What the task requires:
Begin at the line of the material that contains "white soccer shorts." and stop after the line that contains "[377,81,414,110]". Write those lines out again, requests included, offsetting every bounding-box coordinate in the answers by -117.

§

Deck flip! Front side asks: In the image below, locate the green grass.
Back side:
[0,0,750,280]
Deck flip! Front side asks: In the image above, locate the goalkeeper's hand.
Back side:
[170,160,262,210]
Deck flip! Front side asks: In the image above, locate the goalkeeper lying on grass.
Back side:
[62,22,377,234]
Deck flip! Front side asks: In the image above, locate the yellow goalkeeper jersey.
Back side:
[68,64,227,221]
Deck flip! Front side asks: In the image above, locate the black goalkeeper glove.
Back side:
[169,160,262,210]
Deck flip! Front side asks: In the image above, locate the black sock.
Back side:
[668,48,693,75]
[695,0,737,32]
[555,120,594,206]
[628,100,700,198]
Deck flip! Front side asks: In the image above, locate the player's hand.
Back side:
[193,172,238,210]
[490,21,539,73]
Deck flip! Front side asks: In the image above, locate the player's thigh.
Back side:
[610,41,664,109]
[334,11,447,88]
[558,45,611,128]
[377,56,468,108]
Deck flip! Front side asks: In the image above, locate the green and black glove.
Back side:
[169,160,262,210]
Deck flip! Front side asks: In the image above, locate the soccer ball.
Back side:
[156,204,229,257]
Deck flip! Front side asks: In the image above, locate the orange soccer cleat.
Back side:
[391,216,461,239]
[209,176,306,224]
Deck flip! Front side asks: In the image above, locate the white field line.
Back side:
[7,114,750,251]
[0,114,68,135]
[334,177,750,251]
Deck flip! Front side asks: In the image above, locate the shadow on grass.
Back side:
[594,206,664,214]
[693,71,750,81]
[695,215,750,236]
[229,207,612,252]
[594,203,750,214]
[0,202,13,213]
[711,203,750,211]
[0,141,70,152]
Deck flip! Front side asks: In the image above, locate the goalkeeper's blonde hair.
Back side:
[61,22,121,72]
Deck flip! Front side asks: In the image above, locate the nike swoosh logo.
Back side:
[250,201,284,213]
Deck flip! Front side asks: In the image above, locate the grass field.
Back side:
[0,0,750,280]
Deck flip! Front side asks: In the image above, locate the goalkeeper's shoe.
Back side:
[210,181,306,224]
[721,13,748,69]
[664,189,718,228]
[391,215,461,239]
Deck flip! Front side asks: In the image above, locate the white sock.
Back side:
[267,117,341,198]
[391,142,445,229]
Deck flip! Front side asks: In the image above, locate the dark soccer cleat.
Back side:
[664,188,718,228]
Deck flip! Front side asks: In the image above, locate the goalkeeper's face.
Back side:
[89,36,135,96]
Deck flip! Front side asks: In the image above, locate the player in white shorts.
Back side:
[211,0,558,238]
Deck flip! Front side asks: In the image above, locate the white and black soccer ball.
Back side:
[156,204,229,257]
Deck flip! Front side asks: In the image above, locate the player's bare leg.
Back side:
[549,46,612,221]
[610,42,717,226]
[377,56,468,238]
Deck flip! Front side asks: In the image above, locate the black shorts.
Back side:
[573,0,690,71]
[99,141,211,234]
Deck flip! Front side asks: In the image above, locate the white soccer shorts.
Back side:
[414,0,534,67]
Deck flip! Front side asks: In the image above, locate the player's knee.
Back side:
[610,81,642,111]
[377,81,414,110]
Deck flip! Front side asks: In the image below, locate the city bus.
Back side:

§

Problem solution:
Deck flip! Front side asks: In the image above, locate the white soccer shorts.
Back side:
[297,-117,417,-50]
Deck flip! Front side asks: In the image above, locate the player's knee.
Back side:
[493,-36,525,-6]
[260,-36,297,-7]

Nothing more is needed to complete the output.